> **Source records**

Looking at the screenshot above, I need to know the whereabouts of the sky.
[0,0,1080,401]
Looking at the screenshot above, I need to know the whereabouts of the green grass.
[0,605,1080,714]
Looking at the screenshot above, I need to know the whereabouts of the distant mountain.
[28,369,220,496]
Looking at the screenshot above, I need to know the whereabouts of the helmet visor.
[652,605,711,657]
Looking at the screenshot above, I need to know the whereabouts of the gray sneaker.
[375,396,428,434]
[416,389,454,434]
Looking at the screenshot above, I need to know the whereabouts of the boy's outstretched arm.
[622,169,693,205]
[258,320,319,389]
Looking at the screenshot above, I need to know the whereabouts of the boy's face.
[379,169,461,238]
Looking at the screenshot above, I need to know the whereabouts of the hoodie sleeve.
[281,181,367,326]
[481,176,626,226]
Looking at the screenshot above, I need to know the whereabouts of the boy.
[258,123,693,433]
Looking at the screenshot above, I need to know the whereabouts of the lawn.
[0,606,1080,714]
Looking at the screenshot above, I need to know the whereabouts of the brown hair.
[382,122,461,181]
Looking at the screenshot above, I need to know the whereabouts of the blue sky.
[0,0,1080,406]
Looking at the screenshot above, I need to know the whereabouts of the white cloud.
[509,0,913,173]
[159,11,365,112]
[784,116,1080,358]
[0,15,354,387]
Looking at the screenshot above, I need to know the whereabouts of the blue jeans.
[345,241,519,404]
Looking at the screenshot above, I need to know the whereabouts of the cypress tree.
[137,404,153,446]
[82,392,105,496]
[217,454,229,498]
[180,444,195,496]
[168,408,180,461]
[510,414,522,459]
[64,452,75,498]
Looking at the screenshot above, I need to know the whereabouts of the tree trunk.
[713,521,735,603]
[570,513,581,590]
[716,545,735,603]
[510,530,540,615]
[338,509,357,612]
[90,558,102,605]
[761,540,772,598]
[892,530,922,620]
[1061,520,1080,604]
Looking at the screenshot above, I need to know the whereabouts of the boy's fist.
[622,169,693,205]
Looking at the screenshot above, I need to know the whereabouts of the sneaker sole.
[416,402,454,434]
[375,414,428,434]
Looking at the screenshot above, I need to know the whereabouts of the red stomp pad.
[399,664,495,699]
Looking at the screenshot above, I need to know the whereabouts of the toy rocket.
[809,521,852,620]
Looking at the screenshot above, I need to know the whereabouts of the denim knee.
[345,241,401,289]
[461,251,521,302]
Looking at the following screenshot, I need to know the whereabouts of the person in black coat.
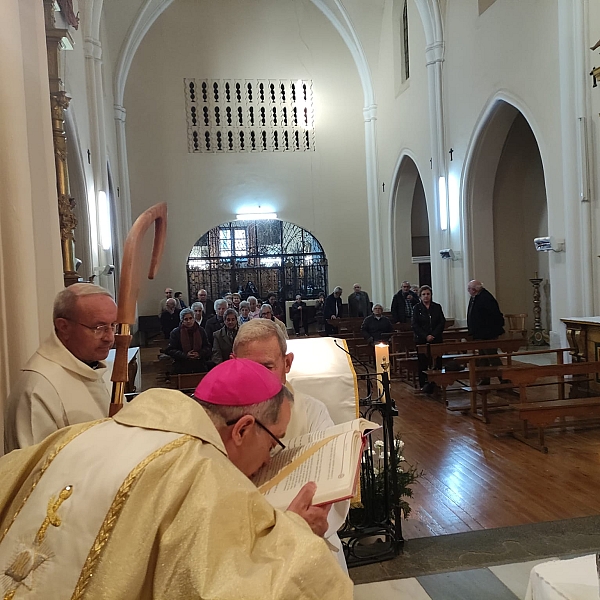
[323,285,342,335]
[467,279,504,385]
[165,308,214,373]
[412,285,446,394]
[360,303,394,344]
[290,294,308,335]
[391,281,419,323]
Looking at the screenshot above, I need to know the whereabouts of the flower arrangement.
[373,434,423,519]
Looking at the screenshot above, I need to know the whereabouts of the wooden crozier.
[109,202,167,417]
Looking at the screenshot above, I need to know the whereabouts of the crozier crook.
[110,202,167,415]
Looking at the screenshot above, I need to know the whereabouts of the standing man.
[360,303,394,345]
[4,283,117,452]
[0,360,352,600]
[392,281,419,323]
[467,279,504,385]
[348,283,371,319]
[158,288,173,317]
[198,289,215,319]
[323,285,342,335]
[232,319,350,572]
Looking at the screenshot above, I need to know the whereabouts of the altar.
[287,337,359,424]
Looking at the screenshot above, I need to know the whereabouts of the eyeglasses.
[225,417,285,451]
[64,317,117,338]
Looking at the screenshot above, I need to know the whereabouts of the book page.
[253,431,362,510]
[280,419,381,454]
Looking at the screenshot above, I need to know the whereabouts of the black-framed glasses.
[63,317,117,338]
[225,417,285,450]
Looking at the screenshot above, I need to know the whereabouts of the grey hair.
[194,386,294,427]
[179,308,195,323]
[214,298,227,311]
[232,319,287,356]
[223,308,239,321]
[52,283,112,321]
[260,302,273,315]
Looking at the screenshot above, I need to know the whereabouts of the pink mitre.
[194,358,283,406]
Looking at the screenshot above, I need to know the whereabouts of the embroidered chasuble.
[0,389,352,600]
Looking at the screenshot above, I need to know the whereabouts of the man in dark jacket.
[467,279,504,385]
[392,281,419,323]
[323,285,342,335]
[360,303,394,344]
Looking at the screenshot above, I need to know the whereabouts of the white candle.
[375,342,390,402]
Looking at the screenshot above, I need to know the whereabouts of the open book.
[252,419,380,510]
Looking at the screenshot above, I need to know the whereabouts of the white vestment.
[4,331,110,452]
[284,383,350,573]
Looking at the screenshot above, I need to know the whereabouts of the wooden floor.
[392,382,600,539]
[137,340,600,539]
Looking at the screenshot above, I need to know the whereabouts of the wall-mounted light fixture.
[98,191,112,250]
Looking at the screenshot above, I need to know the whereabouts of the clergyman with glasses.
[4,283,117,452]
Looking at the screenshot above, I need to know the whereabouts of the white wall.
[125,0,370,314]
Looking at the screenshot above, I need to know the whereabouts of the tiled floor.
[354,558,551,600]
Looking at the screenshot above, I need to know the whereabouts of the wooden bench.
[502,361,600,452]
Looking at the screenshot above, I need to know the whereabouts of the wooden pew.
[502,361,600,452]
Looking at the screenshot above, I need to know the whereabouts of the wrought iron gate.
[187,219,327,301]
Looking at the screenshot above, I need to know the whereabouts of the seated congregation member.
[165,308,212,374]
[391,281,419,323]
[4,283,117,452]
[233,319,350,571]
[267,294,285,321]
[238,300,252,325]
[204,298,228,348]
[323,285,342,335]
[160,298,181,340]
[360,303,394,344]
[315,292,325,333]
[158,288,173,317]
[348,283,371,319]
[173,292,187,310]
[212,308,239,365]
[260,302,288,340]
[248,296,260,319]
[412,285,446,394]
[290,294,308,335]
[231,292,242,313]
[190,302,207,329]
[0,360,352,600]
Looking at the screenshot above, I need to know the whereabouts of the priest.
[0,359,352,600]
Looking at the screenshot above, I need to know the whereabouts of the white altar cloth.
[287,337,359,424]
[525,554,600,600]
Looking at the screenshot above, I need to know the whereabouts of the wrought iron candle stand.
[339,370,404,567]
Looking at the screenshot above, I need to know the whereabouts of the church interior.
[0,0,600,600]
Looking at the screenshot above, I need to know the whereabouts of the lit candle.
[375,342,390,402]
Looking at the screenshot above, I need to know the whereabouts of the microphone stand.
[333,338,379,400]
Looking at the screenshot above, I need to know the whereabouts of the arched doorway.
[467,100,551,329]
[187,219,327,301]
[392,156,431,290]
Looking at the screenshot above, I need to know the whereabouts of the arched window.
[187,219,327,301]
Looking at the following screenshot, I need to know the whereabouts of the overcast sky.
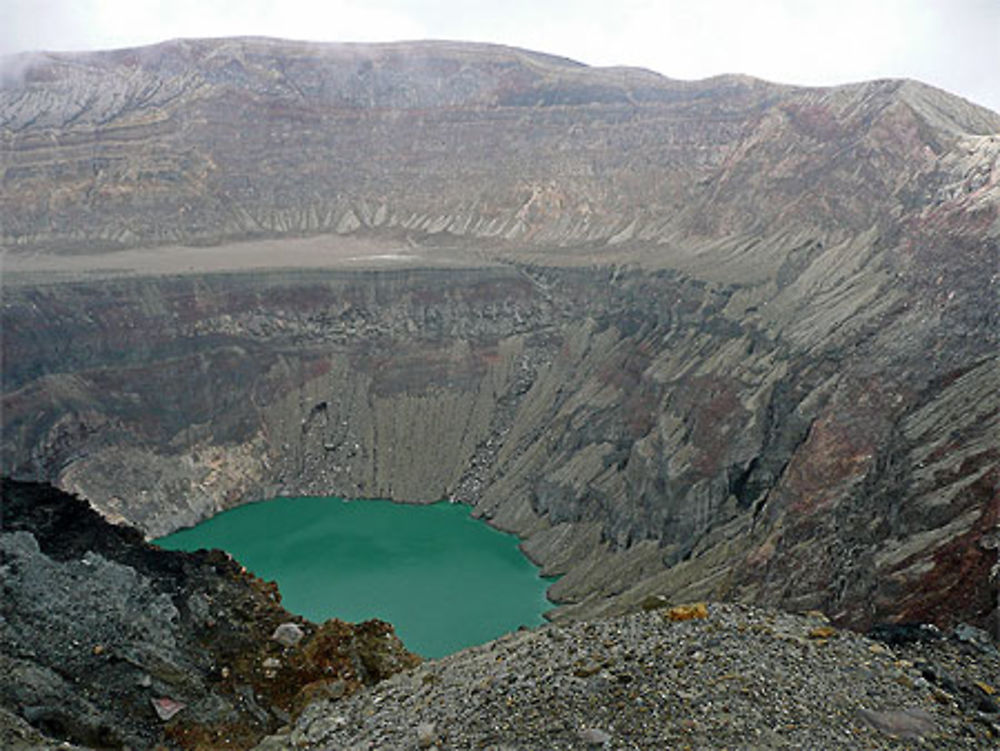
[0,0,1000,111]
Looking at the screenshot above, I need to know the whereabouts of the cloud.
[0,0,1000,110]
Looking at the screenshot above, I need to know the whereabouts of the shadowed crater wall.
[0,35,1000,627]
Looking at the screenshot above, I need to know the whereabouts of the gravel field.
[258,604,1000,751]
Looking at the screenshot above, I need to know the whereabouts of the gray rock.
[579,728,611,746]
[858,708,937,738]
[271,623,305,647]
[417,722,437,748]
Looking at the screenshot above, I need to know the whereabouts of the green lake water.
[156,498,551,657]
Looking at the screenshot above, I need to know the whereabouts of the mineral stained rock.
[0,39,1000,648]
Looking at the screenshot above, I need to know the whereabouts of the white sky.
[0,0,1000,111]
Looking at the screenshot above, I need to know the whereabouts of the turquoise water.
[156,498,551,657]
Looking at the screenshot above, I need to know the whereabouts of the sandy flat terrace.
[0,235,500,284]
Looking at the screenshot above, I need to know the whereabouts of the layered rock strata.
[0,39,1000,630]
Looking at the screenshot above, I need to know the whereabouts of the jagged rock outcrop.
[0,479,419,748]
[0,39,1000,640]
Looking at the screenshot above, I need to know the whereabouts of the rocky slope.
[0,39,1000,631]
[0,480,418,749]
[257,604,1000,751]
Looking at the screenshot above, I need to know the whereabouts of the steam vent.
[0,38,1000,751]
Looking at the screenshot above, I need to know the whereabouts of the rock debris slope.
[0,480,418,749]
[257,604,1000,751]
[0,39,1000,631]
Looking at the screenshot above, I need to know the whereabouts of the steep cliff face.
[0,39,1000,627]
[0,479,419,748]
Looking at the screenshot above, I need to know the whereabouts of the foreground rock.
[0,480,417,749]
[258,604,1000,751]
[0,39,1000,644]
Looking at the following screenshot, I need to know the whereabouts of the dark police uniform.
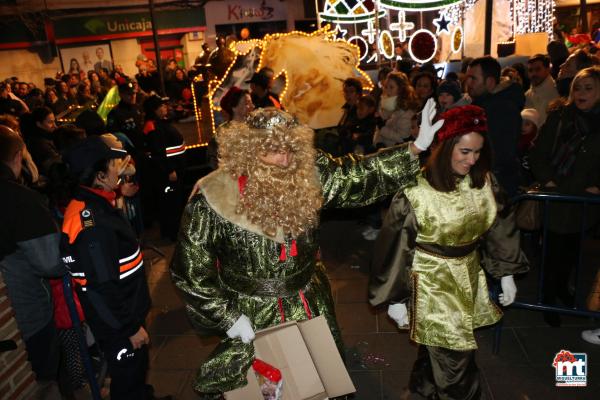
[63,187,150,400]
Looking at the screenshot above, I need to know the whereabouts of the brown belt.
[219,266,315,297]
[416,241,479,258]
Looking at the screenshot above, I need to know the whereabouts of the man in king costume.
[171,102,443,394]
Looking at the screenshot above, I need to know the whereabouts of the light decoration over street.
[319,0,555,63]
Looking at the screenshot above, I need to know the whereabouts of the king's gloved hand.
[498,275,517,307]
[388,303,408,328]
[414,98,444,151]
[227,314,254,343]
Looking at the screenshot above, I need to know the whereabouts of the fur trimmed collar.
[200,169,284,243]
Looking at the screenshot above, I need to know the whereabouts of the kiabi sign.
[227,3,275,21]
[204,0,287,25]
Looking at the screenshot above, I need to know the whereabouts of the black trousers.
[25,319,60,381]
[408,345,484,400]
[99,338,148,400]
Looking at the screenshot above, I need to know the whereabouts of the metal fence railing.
[492,191,600,353]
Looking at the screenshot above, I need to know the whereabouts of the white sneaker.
[581,329,600,345]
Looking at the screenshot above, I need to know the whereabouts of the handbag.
[515,184,542,231]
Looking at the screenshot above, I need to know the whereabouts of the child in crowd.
[348,95,377,154]
[517,108,540,187]
[373,72,420,147]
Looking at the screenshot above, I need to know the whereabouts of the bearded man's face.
[258,149,294,169]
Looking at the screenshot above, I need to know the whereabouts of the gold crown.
[246,107,298,130]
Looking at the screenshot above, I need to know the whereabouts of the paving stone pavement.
[145,214,600,400]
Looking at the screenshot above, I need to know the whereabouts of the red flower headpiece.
[437,105,487,142]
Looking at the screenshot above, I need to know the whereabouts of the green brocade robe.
[171,146,419,393]
[369,175,528,351]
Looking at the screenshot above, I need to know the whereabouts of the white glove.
[414,98,444,151]
[388,303,408,328]
[188,179,201,201]
[498,275,517,307]
[227,314,254,343]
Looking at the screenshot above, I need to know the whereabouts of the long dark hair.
[424,133,492,192]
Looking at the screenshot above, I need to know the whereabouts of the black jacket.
[63,188,150,340]
[106,100,144,153]
[144,120,185,179]
[0,163,66,339]
[473,81,525,197]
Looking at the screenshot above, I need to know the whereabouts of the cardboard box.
[225,316,356,400]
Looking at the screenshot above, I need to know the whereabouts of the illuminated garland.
[379,0,464,11]
[511,0,556,37]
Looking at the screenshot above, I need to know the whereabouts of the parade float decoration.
[194,0,554,139]
[198,26,373,132]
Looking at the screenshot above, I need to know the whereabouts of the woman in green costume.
[369,106,528,400]
[171,102,443,394]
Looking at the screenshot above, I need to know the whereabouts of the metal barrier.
[491,191,600,354]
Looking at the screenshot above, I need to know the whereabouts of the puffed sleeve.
[369,193,417,306]
[481,177,529,279]
[171,195,241,334]
[316,145,419,208]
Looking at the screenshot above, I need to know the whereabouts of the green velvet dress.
[369,175,528,400]
[171,146,419,393]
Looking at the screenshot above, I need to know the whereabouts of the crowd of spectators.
[0,28,600,396]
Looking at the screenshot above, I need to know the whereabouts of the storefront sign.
[204,0,287,25]
[54,8,206,39]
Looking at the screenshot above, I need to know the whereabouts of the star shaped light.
[433,11,450,35]
[390,11,415,42]
[360,20,377,43]
[332,24,348,39]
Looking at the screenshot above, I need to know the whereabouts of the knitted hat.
[437,81,462,103]
[437,105,487,141]
[521,108,540,129]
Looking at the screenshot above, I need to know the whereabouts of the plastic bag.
[252,359,283,400]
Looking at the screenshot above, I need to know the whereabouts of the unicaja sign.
[552,350,587,386]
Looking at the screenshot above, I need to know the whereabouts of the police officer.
[63,136,168,400]
[106,82,144,151]
[144,95,185,241]
[106,81,157,226]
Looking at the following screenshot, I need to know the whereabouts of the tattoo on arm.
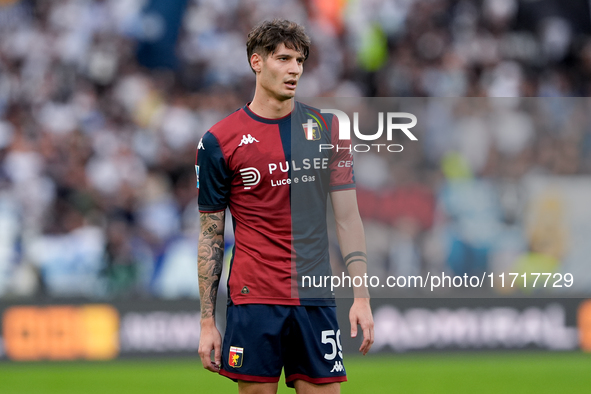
[343,252,367,268]
[197,212,226,319]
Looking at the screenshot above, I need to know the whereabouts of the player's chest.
[229,127,330,190]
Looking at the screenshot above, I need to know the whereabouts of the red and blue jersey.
[195,102,355,305]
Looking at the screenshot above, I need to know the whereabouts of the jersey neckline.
[242,101,298,124]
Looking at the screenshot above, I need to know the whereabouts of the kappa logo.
[330,361,345,372]
[228,346,244,368]
[238,134,259,146]
[240,167,261,190]
[302,119,320,141]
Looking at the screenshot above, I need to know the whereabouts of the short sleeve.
[195,131,232,212]
[329,116,355,192]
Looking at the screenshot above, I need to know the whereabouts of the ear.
[250,52,263,73]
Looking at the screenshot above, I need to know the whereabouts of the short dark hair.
[246,19,310,72]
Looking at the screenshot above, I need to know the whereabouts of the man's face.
[253,44,304,101]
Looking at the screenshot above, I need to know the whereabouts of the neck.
[248,90,294,119]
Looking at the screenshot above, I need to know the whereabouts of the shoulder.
[209,107,250,143]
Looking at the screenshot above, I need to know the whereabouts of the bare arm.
[330,190,374,355]
[197,211,226,372]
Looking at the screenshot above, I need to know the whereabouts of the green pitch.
[0,352,591,394]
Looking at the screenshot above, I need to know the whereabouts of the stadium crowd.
[0,0,591,298]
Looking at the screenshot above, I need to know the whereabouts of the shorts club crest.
[228,346,244,368]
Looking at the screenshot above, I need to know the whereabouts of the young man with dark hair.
[195,20,373,394]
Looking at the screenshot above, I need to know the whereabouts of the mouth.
[285,79,298,90]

> **Instruction**
Write out the records again word for word, everything from the line containing "star shaped light." down to the line containing "[242,101,298,124]", both lines included, but leave out the pictures.

> **Solved exercise**
Looking at the screenshot above, I need to know the whereabouts of the star shaped light.
[433,11,450,35]
[390,11,415,42]
[360,20,377,43]
[332,24,348,39]
Looking at the screenshot above, I need to know the whereabouts of the knitted hat.
[437,81,462,103]
[437,105,487,141]
[521,108,540,129]
Looking at the screenshot above, I need to know the whereabouts of the plastic bag.
[252,359,283,400]
Looking at the screenshot above, I need to know the whereabouts of the unicaja sign.
[552,350,587,386]
Looking at the screenshot above, I need to know the whereabouts of the police officer.
[63,136,168,400]
[106,82,144,151]
[144,95,185,241]
[106,81,157,226]
Looking at the following screenshot, I need to know the whereabouts of the tattoo on arm.
[343,252,367,268]
[197,212,226,319]
Looking at the screenshot above, I need to know the whereabouts of the player's chest.
[229,127,330,190]
Looking at the screenshot above, I need to know the whereabouts of the red and blue jersey.
[195,102,355,305]
Looking at the screenshot above, I need to know the whereabouts of the jersey neckline.
[242,101,298,124]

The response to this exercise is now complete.